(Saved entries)

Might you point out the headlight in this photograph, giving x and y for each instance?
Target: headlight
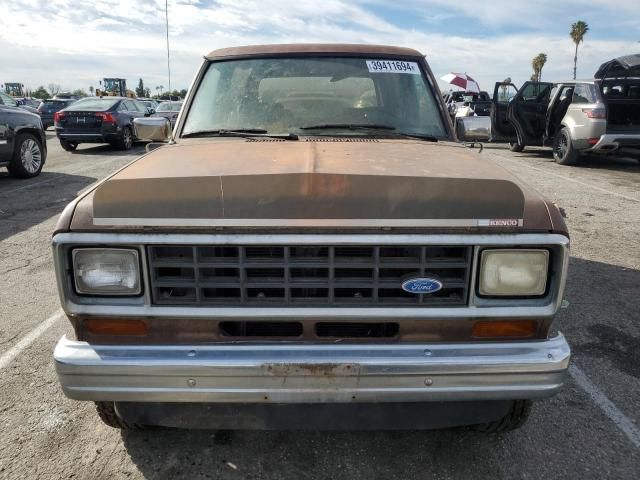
(513, 273)
(106, 271)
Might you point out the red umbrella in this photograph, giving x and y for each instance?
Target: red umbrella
(462, 80)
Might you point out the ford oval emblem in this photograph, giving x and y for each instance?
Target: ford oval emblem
(421, 285)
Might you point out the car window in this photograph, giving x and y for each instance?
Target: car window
(536, 92)
(169, 107)
(138, 106)
(7, 100)
(506, 92)
(584, 93)
(285, 94)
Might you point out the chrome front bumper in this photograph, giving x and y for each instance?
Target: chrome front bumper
(294, 373)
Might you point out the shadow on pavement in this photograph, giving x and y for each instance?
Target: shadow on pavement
(601, 321)
(108, 150)
(598, 323)
(24, 203)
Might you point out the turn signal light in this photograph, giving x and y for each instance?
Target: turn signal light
(106, 117)
(105, 326)
(595, 112)
(505, 329)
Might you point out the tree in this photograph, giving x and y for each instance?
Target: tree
(537, 63)
(53, 88)
(140, 89)
(578, 30)
(41, 93)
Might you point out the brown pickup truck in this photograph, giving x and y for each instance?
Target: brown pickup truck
(311, 249)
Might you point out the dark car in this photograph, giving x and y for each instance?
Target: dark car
(14, 102)
(99, 120)
(23, 143)
(48, 107)
(169, 110)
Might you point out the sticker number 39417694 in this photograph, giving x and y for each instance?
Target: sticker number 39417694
(393, 66)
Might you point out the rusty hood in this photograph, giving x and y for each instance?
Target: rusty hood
(239, 183)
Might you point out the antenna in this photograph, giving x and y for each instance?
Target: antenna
(166, 16)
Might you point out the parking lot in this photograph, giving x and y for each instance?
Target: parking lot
(590, 430)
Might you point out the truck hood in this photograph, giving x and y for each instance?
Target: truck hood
(621, 67)
(239, 184)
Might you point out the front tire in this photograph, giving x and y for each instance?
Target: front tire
(516, 417)
(563, 151)
(109, 416)
(68, 146)
(516, 147)
(126, 139)
(28, 157)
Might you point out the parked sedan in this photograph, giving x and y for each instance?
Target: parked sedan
(13, 102)
(49, 107)
(169, 110)
(23, 144)
(99, 120)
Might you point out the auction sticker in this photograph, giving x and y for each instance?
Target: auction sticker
(393, 66)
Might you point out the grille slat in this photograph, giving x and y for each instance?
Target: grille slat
(357, 276)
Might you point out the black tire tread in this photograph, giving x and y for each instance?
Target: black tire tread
(515, 418)
(68, 146)
(15, 167)
(572, 156)
(516, 147)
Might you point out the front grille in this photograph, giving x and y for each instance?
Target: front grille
(306, 275)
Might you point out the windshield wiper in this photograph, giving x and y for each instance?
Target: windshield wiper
(348, 126)
(241, 132)
(421, 136)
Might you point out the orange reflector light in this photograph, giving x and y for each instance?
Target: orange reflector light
(505, 328)
(105, 326)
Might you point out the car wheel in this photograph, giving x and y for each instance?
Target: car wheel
(109, 416)
(28, 157)
(563, 151)
(126, 139)
(515, 418)
(68, 146)
(516, 147)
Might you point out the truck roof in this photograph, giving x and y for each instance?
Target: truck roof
(312, 48)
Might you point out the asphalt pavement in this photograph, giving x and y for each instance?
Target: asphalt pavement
(590, 430)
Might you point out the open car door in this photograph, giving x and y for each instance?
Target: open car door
(501, 128)
(527, 112)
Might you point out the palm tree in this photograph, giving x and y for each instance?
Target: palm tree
(578, 30)
(538, 63)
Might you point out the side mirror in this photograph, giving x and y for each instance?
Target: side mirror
(156, 129)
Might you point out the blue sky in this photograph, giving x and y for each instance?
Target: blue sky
(73, 43)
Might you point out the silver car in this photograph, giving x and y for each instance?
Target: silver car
(575, 117)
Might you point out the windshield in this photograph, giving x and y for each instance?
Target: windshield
(169, 107)
(93, 104)
(7, 100)
(288, 94)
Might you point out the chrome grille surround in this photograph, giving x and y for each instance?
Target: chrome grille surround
(306, 275)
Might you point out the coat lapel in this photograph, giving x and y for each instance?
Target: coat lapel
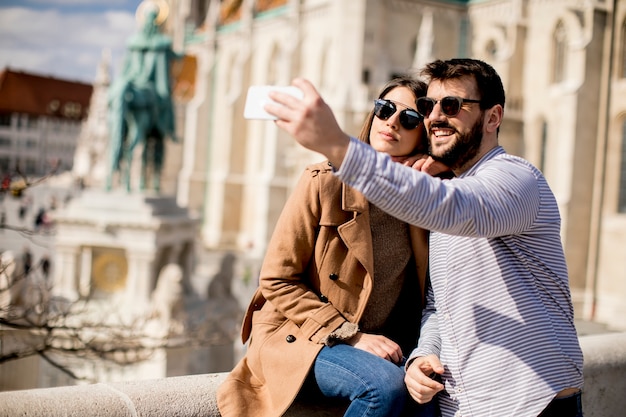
(356, 232)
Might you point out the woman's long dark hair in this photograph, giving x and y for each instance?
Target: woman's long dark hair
(419, 90)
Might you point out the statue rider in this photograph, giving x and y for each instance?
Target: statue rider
(141, 110)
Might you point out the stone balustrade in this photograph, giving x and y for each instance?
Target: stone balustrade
(604, 393)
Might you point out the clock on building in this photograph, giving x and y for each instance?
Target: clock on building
(109, 271)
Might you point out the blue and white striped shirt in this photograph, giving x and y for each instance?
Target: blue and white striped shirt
(499, 313)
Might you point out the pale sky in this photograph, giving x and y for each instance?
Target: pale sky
(64, 38)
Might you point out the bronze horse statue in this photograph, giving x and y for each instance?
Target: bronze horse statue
(141, 111)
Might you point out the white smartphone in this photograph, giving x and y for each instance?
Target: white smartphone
(257, 98)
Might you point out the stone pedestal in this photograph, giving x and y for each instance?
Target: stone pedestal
(112, 245)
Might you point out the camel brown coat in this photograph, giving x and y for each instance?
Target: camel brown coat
(316, 275)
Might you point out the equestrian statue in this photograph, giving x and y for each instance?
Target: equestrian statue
(141, 111)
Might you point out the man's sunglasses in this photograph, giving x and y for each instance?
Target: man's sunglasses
(450, 106)
(384, 109)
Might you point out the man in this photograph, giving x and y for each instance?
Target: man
(498, 329)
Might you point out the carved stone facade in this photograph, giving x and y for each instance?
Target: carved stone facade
(562, 66)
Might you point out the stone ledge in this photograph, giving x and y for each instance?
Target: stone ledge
(194, 395)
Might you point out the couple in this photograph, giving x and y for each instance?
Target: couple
(497, 329)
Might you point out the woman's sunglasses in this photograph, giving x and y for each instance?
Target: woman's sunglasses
(384, 109)
(450, 106)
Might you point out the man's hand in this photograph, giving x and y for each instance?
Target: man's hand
(418, 378)
(310, 121)
(377, 345)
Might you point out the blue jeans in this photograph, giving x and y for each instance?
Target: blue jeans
(374, 386)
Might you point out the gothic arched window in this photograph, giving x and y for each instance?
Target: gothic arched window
(622, 51)
(621, 204)
(559, 50)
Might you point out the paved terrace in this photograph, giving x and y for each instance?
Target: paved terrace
(194, 396)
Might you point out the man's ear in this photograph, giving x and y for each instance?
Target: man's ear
(494, 118)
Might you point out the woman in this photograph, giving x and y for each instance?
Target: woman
(341, 287)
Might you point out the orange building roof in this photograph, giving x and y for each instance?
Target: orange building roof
(37, 95)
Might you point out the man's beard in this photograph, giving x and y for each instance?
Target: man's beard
(464, 148)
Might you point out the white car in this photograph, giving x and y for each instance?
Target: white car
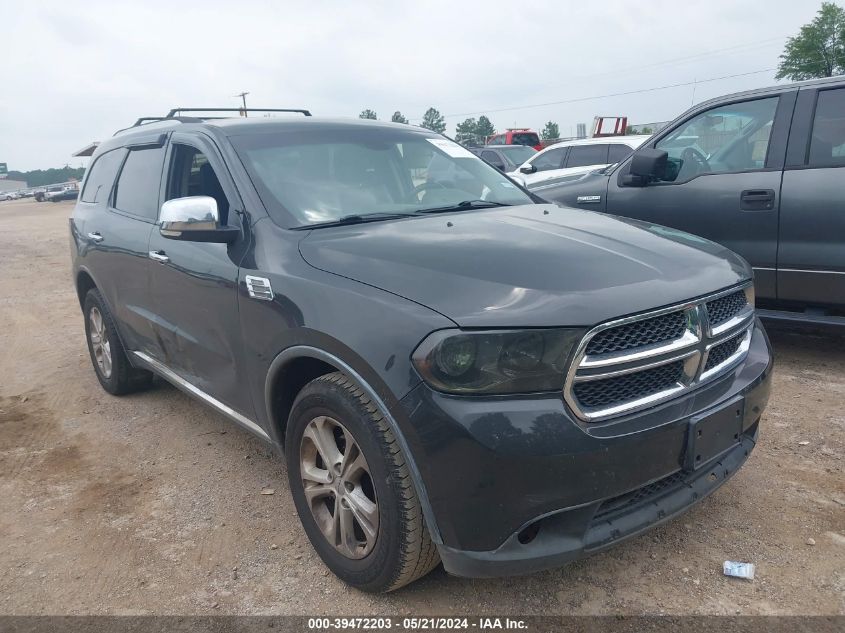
(574, 158)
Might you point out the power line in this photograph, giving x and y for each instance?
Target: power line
(612, 94)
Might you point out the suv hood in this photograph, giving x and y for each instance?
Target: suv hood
(532, 265)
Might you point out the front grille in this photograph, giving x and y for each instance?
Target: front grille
(721, 352)
(609, 392)
(639, 361)
(721, 309)
(659, 329)
(630, 500)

◆ DIRECTIONS FOR THIS TASK
A faithful copy of all the records is required, with the pictures left out.

◆ WRITTEN RESPONSE
Might you point out the headlight in this photograph, giving x and y for each instance?
Target: headlight
(513, 273)
(106, 271)
Might you point out the red umbrella in this photograph, giving x and y for each instance?
Target: red umbrella
(462, 80)
Might you point out the ford oval emblem in this photograph, giving x and y for each instance?
Target: ford oval emblem
(421, 285)
Might you point out the car window in this photograph, giving x and y for each instance?
Target: car window
(536, 92)
(169, 107)
(138, 106)
(7, 100)
(506, 92)
(584, 93)
(285, 94)
Might you point out the chrome front bumper in this photograph, giving x and y for each instance?
Target: chrome front bumper
(294, 373)
Might you point out the shadow on pavement in this photograph, giving x and y for each instance?
Target: shadow on pavement
(601, 321)
(108, 150)
(598, 323)
(24, 203)
Might you point out the turn signal light in this photograph, giving x and y for each instance?
Target: turn signal light
(106, 117)
(105, 326)
(595, 112)
(505, 329)
Might you point out the tree in this photograph, giving x and y for each instance?
Target: tree
(537, 63)
(53, 88)
(140, 89)
(578, 30)
(41, 93)
Might you point out the brown pickup truck in this photograph, giving x and y for each instance?
Target: brown pickup truck
(311, 249)
Might you point out the dark car in this photograph, giving x and y for each instance?
Target: dark car
(14, 102)
(99, 120)
(23, 143)
(48, 107)
(169, 110)
Might you point out the sticker number 39417694 in this photograph, giving x and y for each instance?
Target: sticker number 39417694
(393, 66)
Might you point out the rusty hood in this photograph, giving x and y for each instance?
Target: rusty hood
(239, 183)
Might you point out the antenna in this photograph, giving x and y for each instance?
Target: antenna
(166, 16)
Might you point out the parking lot in this photograph, giving x and y for each instance?
Target: parking lot
(590, 430)
Might you point out the truck hood in this photograph, giving x and y for each instance?
Target: truck hood
(621, 67)
(239, 184)
Might you point out the front tire in this photograph, giving x and y for each instance?
Target: front tire
(516, 417)
(563, 151)
(109, 416)
(68, 146)
(516, 147)
(126, 139)
(28, 157)
Might you point out the parked sedan in this photograph, giving x and y for each instance?
Target: parked sedan
(13, 102)
(49, 107)
(169, 110)
(23, 144)
(99, 120)
Might you point out the auction sticker in this photograph, giving x and y for each instance?
Target: auction sticker
(393, 66)
Might you point out the grille slat in this photograph, giving x and y for each instance?
Target: grille slat
(357, 276)
Might you point out the black tire tread in this photograph, giving x and y for each instance?
Target: black tire tread
(515, 418)
(68, 146)
(15, 167)
(572, 156)
(516, 147)
Might you point out the front grille in this photograph, giving x and y for each instance?
Target: front grille
(306, 275)
Might you point out the windshield wiper in this photograph, giving x and y for each instance?
Target: windshield wiper
(348, 126)
(241, 132)
(421, 136)
Might you point out the orange reflector light in this photograph, giving x and y for each instance?
Target: orange reflector light
(505, 328)
(105, 326)
Might you point out the car wheel in this photograph, giving x and y for each instance?
Target: car wheel
(109, 416)
(28, 157)
(563, 151)
(126, 139)
(515, 418)
(68, 146)
(516, 147)
Might you point out the truck roof in this photograph, giving x and y for each instance?
Target: truck roof
(312, 48)
Might you point out the asphalt pavement in this photograph, giving x and y for each instance?
Target: asphalt pavement
(590, 430)
Might you point out the open car door in this photograph, giving x and y for each instance?
Target: open car door
(501, 128)
(527, 112)
Might you point out the palm tree in this photograph, giving x and y for each instance?
Target: palm tree
(578, 30)
(538, 63)
Might you point out the side mirror in this photograph, giving x and y for each instance?
Target: side mirror
(156, 129)
Might you point out the blue sky in this photograph, giving x and y for each instance?
Target: blue sky
(73, 43)
Might you point out the silver car in this photograph, giving x and y for each instance?
Target: silver car
(575, 117)
Might you point out the windshield in this photograph, giving x and y for each instance?
Target: windshield
(169, 107)
(93, 104)
(7, 100)
(288, 94)
Might you point out the chrome grille surround in this photograph, giving x and y for each instance?
Target: chrome grille surround
(306, 275)
Might you point out the coat lapel in this photograph, giving x and y for each instance?
Target: coat lapel
(356, 232)
Might you point out the woman's long dark hair in this photograph, giving x and y for each instance?
Target: woman's long dark hair
(419, 90)
Might you point out the statue rider in this photograph, giving x and y for each instance?
Target: statue rider
(141, 110)
Might you point out the stone balustrade in this photograph, giving x and y for each instance?
Target: stone balustrade
(604, 393)
Might you point out the clock on building in this photograph, giving x and y for each instance?
Target: clock on building
(109, 271)
Might you point out the blue and white striped shirt in this photograph, giving x and y for each instance?
Target: blue and white striped shirt
(499, 313)
Might you point out the pale sky in this photograph, giving x and y for each instance?
Target: pale sky
(64, 38)
Might you point out the bronze horse statue in this photograph, giving x and y for each instance?
Target: bronze horse statue
(141, 111)
Might you point out the white smartphone in this photograph, giving x and y for each instance?
Target: white smartphone
(257, 98)
Might you point out the stone pedestal in this photograph, giving x and y for each instance?
Target: stone pedestal
(112, 245)
Might you point out the camel brown coat in this photograph, giving x and y for each instance?
Target: camel brown coat
(316, 275)
Might you point out the equestrian statue in this photograph, giving x and y for each instance?
Target: equestrian statue
(141, 111)
Might you point out the man's sunglasses in this photograph, giving x and y for each instance?
Target: man's sunglasses
(450, 106)
(384, 109)
Might you point out the man in this photograph, giving x and y for each instance?
Target: man
(498, 329)
Might you point out the carved stone facade in this photograph, giving x and y for each instance?
Target: carved stone facade
(562, 66)
Might you point out the stone ledge in this photograph, giving x and y for each instance?
Target: stone ledge
(194, 395)
Might you point out the couple in this photograph, giving x and y for each instance?
Target: couple
(497, 329)
Might you point out the woman's sunglasses in this photograph, giving x and y for each instance?
Target: woman's sunglasses
(384, 109)
(450, 106)
Might you point out the man's hand in this photograph, giving x and y for each instance?
Target: man's hand
(418, 378)
(310, 121)
(377, 345)
Might you point out the blue jeans in this photograph, giving x and y for each instance?
Target: blue jeans
(374, 386)
Might you point out the gothic arched window in this photograph, giving x and y for each instance?
Target: gothic arched window
(622, 51)
(621, 204)
(559, 50)
Might you point out the paved terrace in this photograph, giving x and y for each instance?
Target: paved terrace
(194, 396)
Might you point out the man's ear in this photograph, giving x and y for each instance?
Target: man's ear
(494, 118)
Might you point out the woman in this photograph, giving x and y for each instance?
Target: woman
(341, 287)
Might you point out the orange building roof in this photograph, giving x and y for each instance?
Target: orange building roof
(37, 95)
Might you point out the man's beard in this photograph, giving x and y for each instance?
Target: man's beard
(464, 148)
Might you point out the white car in this photograph, giving x and y for each instance?
Target: white car
(574, 158)
Might you point out the power line in this photograph, giving x and y for each instance?
Target: power line
(612, 94)
Might you point out the suv hood in this photograph, giving x and y for each instance?
Target: suv hood
(532, 265)
Might you point out the front grille in this photograph, giving x and y for each instance?
Target: front grille
(721, 352)
(609, 392)
(639, 361)
(721, 309)
(659, 329)
(630, 500)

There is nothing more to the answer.